Given data
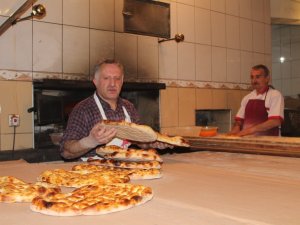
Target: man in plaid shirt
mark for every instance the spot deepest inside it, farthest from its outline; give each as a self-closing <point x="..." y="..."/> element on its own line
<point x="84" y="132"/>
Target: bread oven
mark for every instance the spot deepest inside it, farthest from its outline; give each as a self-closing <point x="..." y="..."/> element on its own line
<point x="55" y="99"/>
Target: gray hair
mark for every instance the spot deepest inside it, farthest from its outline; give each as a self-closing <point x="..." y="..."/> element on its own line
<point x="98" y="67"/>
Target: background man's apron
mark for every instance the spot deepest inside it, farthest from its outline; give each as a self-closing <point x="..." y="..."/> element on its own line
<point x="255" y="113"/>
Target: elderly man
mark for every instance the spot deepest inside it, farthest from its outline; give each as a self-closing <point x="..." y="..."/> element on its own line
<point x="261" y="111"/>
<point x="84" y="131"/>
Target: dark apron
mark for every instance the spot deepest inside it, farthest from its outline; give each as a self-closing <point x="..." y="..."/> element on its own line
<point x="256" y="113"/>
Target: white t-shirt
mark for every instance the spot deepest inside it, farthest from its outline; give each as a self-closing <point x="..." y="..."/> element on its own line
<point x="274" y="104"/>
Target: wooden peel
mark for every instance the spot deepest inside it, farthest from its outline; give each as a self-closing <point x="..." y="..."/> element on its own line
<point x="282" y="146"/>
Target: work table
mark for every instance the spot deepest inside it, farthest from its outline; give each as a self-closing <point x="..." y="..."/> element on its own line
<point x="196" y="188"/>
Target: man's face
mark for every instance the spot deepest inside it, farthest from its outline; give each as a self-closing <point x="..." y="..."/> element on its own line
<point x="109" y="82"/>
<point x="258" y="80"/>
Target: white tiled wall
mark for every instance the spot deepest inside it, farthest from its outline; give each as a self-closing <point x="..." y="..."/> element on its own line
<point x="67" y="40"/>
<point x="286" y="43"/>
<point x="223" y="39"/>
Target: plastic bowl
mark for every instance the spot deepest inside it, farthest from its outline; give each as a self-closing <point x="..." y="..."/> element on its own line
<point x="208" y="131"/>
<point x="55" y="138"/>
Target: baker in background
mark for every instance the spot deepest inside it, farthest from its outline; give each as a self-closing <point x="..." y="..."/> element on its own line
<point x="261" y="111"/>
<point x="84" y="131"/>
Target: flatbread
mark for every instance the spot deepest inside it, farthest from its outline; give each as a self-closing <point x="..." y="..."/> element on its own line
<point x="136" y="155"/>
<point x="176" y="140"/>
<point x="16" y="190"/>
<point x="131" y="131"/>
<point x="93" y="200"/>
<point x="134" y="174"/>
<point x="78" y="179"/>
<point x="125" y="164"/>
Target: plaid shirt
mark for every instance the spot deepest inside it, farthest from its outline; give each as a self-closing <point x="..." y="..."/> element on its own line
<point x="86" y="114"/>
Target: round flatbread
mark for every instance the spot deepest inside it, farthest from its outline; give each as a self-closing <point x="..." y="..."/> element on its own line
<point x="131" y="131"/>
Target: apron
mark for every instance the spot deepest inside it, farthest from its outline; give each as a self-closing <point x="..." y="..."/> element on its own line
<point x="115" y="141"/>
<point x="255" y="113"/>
...
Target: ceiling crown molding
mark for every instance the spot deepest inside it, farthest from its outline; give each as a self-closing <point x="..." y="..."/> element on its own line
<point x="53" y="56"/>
==
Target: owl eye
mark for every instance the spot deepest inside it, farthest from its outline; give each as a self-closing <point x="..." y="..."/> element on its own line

Activity
Set down, exactly as they stand above, the lines starting with the line with "Target: background man's apron" and going on through the line with "Target: man's face", and no others.

Response to this exercise
Target: background man's apron
mark for every instance the spot deepest inside it, farthest from its outline; give each as a self-closing <point x="..." y="..."/> element on its own line
<point x="255" y="113"/>
Target: elderly man
mark for every instance the spot deepest inside it, farthest from its outline; give each as a self-closing <point x="..." y="..."/> element on its own line
<point x="261" y="111"/>
<point x="84" y="131"/>
Target: dark apron
mark for every instance the spot deepest inside it, farthest from its outline; give each as a self-closing <point x="..." y="..."/> element on its own line
<point x="256" y="113"/>
Target: white t-shirt
mark for every instance the spot deepest inside it, farthest from its outline; give each as a self-closing <point x="..." y="..."/> element on its own line
<point x="274" y="104"/>
Target: wooden peel
mark for every instance the spot deepest inside it, farthest from its outline; give each as a self-closing <point x="..." y="..."/> element on its own line
<point x="282" y="146"/>
Target: work table
mark for every instance the spot deepest inside it, farthest from its outline; give each as a self-closing <point x="..." y="..."/> element on its own line
<point x="196" y="188"/>
Target: man's face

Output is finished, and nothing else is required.